■ **EXTRACT**:
— START —
The Bill has 11 principal clauses and the Long Title is long because it covers such a range. It includes statutory rights and entitlements for victims of crime, the assessment of victims’ services, extra duties for the Victims’ Commissioner, rights to review decisions not to prosecute, reviews of homicides where no criminal charge has been made and a duty on professions to notify the police of possible child sexual abuse. I will not read each of the clauses out, because they are in front of you, but I want to give two brief illustrations from case studies. The names I give are not the names of the victims.
Rachel was in a relationship for two years and then found that her partner was a convicted fraudster and conman. She realised he was interested in her only because she owned a mortgage-free property. He then began stalking and harassing her, through unwanted letters, presents, flowers, emails, texts and phone calls and turning up at her house. This escalated to him following her in his car, contriving chance meetings, making silent phone calls from phone boxes, sending “mistaken” emails and following her on foot. The victim believes he also arranged for other men to follow her when out walking the dogs, and this continues to this day.
Despite receiving three harassment warnings from the police, he persists with this ongoing harassment. The problem is that the police have yet to recognise the pattern of stalking in this case. They have done very little to support the victim and have issued three warnings instead of using protective legislation. As a result, the stalking continues. The victim said:
“I have suffered immense psychological suffering culminating in a suicide attempt in June 2014. The ongoing campaign of stalking, harassment and now financial concerns continues to have a deleterious effect on my recovery. I have been unable to work for 2.5 years, I am on anti-depressants and receiving ongoing counselling from the NHS. I feel constantly tormented, unable to forget everything that’s happened and so unable to move on with my life”.
A victims’ law would have changed her life, providing: a route to review police inaction in her case; access to a case companion to help her access justice and get real support; access to the Victims’ Commissioner to get redress on her case and recognise that civil action was part of her perpetrator’s abuse—I did not read out earlier that he tried to take her to court; and access to relevant local support services to help with the psychological trauma of the crime.
The second case is about a victim of domestic abuse who tried to end the relationship. Her partner called the police and she was then taken into custody for 18 hours, leaving her eight week-old baby, whom she was breastfeeding. She was offered no food, and the police would not listen to her explanation that her partner was the abuser. She was treated appallingly and was then charged. Two days later, the IDAS support worker interviewed her partner and confirmed her story. Seven months after her initial arrest, charges against her were eventually dropped and her ex-partner was finally arrested and charged with harassment. He pleaded not guilty to the charges.
On the day of the trial, the police failed to give prosecution evidence in time, thus risking his acquittal and the use of any of that evidence at any subsequent trial. He was arrested again months later and charged with stalking. Her ex-partner has taken her to court a total of 15 times and this has cost her in the region of £25,000—and so it goes on. She said:
“The adjournments in the family courts were torture and I was fearful as I had no real protection, sometimes, alarming the counsel as to my safety given my perpetrator’s behaviour in court … He has been into my village, where I moved to get away from him, just a few weeks after the order was made … but police didn’t arrest him as he had a ‘genuine’ reason for being there! … He has breached his RO and Police have charged him again”.
— END —
[Entries for labeling bounding boxes]
— START —
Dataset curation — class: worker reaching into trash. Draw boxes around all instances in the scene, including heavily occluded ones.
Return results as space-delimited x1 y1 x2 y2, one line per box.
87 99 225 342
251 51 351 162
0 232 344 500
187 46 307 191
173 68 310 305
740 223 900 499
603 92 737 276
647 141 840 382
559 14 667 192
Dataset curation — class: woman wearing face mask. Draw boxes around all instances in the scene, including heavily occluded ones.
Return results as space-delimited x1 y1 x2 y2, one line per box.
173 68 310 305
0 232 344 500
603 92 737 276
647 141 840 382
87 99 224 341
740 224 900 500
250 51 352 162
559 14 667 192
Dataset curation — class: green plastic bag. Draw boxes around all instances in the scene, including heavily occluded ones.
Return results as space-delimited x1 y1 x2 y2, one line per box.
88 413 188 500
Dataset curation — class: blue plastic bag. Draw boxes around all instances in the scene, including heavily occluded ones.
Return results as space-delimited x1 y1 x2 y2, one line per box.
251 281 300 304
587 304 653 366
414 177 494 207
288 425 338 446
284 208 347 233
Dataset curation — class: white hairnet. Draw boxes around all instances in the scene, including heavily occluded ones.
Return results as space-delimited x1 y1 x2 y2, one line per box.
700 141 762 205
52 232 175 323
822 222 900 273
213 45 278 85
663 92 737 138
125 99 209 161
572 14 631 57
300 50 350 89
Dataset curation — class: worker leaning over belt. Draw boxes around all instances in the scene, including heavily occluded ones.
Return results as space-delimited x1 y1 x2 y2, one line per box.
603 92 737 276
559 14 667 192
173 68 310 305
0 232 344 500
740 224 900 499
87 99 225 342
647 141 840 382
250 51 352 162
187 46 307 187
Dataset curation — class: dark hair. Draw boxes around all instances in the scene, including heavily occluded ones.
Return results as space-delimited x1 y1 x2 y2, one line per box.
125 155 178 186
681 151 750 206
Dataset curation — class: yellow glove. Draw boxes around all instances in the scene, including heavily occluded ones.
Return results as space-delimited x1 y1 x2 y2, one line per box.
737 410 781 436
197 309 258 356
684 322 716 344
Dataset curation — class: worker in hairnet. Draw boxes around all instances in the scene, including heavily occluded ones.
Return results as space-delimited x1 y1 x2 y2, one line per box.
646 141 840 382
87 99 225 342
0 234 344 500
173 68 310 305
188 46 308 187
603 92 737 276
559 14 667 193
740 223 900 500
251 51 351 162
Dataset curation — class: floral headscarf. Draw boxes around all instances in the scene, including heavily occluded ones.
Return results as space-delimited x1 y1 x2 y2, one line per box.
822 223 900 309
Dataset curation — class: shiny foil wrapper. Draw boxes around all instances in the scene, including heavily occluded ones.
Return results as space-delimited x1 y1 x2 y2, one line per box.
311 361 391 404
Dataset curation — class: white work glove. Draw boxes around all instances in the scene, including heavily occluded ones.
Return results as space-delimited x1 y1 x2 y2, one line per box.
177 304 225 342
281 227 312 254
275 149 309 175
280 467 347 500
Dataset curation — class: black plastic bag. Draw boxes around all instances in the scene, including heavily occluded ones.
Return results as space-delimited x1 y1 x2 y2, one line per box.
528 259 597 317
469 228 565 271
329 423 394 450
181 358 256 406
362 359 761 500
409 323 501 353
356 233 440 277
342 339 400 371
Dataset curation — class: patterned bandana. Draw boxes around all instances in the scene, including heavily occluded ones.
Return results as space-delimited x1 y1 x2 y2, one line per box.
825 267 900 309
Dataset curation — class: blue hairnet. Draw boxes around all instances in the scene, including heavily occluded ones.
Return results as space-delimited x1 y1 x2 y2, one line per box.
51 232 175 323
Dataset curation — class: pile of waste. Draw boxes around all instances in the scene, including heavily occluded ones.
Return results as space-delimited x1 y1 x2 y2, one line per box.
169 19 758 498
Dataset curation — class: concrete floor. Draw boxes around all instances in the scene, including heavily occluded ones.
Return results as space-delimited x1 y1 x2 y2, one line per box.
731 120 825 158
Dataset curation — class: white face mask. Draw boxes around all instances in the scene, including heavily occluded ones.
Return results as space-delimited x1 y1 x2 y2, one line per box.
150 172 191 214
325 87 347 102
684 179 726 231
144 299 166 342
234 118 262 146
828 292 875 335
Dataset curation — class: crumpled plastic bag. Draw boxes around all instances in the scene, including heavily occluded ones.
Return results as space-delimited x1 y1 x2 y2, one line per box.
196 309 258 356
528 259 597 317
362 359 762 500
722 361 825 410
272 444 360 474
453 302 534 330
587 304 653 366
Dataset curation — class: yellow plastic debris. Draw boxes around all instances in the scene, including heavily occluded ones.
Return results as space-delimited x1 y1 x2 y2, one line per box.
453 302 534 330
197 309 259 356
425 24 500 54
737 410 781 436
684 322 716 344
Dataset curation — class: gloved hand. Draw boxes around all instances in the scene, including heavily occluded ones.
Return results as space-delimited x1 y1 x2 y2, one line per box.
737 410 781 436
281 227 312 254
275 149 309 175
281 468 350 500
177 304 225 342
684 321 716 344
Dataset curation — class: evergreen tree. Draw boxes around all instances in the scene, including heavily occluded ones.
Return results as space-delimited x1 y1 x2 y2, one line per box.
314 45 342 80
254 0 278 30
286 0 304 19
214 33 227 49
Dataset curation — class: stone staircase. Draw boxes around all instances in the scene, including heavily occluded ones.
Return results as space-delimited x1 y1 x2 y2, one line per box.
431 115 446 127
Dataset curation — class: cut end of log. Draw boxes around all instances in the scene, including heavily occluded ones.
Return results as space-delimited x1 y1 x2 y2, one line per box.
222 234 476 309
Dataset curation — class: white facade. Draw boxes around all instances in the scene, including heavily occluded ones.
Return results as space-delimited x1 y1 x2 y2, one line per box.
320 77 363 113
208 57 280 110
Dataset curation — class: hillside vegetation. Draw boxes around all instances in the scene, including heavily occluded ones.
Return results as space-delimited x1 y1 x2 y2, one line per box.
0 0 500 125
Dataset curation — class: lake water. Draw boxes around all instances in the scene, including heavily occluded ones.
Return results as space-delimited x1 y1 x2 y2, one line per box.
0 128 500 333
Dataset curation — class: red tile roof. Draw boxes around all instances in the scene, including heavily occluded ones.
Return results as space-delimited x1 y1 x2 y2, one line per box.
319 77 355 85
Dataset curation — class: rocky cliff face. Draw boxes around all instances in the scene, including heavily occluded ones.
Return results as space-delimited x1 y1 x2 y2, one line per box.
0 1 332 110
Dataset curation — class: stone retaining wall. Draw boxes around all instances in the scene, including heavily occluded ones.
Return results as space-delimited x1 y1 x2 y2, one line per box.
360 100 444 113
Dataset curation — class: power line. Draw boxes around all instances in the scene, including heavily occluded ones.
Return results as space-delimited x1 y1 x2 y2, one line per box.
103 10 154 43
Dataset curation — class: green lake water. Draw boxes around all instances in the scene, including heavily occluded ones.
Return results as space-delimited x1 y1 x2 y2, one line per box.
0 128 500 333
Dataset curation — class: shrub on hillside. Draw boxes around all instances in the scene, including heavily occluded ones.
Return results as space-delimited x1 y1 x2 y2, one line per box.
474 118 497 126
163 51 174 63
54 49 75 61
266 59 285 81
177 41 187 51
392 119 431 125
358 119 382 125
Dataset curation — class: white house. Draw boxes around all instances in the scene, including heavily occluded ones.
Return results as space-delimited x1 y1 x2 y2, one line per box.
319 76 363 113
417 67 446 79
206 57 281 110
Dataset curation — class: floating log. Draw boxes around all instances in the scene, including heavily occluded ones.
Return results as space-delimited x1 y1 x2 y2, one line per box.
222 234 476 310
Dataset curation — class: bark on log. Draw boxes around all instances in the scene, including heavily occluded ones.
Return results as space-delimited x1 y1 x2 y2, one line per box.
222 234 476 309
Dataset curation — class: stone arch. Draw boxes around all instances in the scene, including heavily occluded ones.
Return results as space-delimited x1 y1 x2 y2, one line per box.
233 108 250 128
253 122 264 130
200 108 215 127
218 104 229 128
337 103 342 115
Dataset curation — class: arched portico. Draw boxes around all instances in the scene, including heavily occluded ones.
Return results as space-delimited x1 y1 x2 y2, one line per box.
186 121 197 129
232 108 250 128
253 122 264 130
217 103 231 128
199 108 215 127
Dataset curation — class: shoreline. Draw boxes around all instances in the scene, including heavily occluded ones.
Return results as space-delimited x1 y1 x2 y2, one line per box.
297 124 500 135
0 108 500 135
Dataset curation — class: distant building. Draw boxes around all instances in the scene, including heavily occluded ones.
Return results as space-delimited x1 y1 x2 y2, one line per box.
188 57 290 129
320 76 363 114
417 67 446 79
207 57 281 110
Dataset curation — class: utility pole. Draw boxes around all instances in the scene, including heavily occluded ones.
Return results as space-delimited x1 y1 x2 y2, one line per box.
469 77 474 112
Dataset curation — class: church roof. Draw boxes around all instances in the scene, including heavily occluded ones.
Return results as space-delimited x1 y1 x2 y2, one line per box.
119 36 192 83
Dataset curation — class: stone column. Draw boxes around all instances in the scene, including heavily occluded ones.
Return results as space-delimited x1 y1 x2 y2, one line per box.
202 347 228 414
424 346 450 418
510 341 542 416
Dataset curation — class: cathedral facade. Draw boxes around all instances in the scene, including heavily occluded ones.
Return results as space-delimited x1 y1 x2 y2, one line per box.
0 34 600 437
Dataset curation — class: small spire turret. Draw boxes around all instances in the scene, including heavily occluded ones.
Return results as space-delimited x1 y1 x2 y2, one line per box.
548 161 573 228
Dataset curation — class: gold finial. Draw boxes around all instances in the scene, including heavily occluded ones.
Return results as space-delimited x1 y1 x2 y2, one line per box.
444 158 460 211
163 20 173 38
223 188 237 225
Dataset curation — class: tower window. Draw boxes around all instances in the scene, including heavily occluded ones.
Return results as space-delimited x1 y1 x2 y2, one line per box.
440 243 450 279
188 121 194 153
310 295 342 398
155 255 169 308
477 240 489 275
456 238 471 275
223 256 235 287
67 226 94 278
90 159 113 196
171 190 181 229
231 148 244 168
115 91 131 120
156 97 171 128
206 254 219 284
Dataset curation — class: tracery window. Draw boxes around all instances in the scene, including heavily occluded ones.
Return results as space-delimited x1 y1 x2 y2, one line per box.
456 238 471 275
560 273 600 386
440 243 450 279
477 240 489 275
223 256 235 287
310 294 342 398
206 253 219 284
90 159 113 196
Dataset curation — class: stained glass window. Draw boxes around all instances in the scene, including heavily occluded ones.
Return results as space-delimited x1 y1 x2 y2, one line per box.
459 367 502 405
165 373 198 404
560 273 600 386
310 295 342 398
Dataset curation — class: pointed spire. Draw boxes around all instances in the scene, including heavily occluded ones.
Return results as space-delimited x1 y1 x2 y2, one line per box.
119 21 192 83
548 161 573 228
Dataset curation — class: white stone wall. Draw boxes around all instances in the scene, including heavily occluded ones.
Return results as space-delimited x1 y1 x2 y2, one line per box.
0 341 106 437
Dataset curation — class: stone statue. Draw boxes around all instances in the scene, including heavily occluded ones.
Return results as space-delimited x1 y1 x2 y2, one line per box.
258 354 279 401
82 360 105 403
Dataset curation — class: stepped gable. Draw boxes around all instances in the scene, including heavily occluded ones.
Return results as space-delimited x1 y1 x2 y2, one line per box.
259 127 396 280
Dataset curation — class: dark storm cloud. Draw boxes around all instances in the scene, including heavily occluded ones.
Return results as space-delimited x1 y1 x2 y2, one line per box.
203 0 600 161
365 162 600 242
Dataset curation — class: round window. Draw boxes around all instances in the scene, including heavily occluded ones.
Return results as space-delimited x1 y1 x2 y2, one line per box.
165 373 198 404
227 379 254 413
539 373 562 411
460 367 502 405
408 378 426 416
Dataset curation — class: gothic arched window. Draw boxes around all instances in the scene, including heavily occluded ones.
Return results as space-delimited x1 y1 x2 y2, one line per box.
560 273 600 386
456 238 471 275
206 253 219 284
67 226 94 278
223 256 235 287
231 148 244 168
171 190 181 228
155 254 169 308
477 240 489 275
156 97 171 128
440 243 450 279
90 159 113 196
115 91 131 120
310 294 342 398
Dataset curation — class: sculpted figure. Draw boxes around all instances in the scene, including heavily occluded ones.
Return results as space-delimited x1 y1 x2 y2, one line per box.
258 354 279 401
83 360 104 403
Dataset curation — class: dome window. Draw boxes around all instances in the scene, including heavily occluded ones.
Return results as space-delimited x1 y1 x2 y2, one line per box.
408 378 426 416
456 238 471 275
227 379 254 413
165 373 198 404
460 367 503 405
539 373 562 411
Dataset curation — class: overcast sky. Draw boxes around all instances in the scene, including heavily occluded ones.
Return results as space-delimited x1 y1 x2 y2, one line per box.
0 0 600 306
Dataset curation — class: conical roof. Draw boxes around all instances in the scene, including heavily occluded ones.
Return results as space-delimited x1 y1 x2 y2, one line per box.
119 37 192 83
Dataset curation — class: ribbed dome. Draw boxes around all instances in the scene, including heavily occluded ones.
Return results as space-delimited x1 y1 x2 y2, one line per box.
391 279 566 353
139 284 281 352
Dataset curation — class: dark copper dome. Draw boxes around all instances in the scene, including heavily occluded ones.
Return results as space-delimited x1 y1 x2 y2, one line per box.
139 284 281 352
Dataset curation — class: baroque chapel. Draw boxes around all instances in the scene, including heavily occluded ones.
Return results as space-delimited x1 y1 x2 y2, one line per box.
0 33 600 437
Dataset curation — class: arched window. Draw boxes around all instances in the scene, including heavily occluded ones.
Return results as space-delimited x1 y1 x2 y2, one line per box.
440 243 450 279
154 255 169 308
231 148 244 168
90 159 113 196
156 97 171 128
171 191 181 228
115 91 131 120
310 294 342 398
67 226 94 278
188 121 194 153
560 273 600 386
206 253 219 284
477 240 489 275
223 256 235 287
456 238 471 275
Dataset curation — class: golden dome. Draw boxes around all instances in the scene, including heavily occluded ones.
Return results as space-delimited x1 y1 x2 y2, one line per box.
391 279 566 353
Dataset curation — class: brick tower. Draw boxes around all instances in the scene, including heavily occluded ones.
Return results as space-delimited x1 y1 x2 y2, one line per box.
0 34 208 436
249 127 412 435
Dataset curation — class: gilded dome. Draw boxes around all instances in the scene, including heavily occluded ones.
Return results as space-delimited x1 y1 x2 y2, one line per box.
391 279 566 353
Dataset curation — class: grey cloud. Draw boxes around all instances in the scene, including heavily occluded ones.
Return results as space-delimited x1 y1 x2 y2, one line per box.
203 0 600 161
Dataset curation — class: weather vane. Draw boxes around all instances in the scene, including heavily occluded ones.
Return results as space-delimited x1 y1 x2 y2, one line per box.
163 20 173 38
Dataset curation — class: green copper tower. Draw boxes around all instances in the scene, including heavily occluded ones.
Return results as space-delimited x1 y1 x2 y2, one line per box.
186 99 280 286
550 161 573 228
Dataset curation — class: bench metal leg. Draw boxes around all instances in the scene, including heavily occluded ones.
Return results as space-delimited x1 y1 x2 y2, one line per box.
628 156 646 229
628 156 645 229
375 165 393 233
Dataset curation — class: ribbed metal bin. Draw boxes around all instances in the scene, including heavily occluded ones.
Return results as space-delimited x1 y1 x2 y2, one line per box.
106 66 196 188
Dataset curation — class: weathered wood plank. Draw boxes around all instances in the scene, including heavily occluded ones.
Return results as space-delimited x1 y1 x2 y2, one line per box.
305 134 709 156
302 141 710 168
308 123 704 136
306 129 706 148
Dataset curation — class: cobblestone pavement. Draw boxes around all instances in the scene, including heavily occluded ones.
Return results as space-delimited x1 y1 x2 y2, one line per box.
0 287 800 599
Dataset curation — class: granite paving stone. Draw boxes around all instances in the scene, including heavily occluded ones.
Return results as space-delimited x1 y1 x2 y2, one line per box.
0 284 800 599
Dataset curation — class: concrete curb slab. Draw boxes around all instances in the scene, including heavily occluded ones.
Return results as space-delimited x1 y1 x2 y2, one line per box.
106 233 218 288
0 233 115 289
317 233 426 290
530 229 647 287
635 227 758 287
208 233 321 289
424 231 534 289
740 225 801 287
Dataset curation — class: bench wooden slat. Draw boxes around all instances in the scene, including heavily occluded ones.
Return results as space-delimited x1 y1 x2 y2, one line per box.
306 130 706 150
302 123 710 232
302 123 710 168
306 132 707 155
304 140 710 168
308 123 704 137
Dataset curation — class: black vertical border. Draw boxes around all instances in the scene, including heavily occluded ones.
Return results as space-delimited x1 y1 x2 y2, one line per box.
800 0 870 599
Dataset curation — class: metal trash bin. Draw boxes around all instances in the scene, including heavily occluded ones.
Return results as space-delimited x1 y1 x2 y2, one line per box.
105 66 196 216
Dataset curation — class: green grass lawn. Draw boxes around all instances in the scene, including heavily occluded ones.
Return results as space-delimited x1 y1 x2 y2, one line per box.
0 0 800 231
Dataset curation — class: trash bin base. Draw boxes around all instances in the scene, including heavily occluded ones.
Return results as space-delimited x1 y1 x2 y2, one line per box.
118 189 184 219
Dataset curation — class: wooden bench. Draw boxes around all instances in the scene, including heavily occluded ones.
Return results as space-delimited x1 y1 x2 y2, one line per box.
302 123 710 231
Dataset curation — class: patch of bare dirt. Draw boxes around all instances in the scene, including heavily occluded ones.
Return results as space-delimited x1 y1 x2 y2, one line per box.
— END —
■ **STATED GOAL**: In the speech about the victims' bill, how many times has the second victim's ex-partner taken her to court? This material has no connection to the text.

■ **ANSWER BELOW**: A total of 15 times.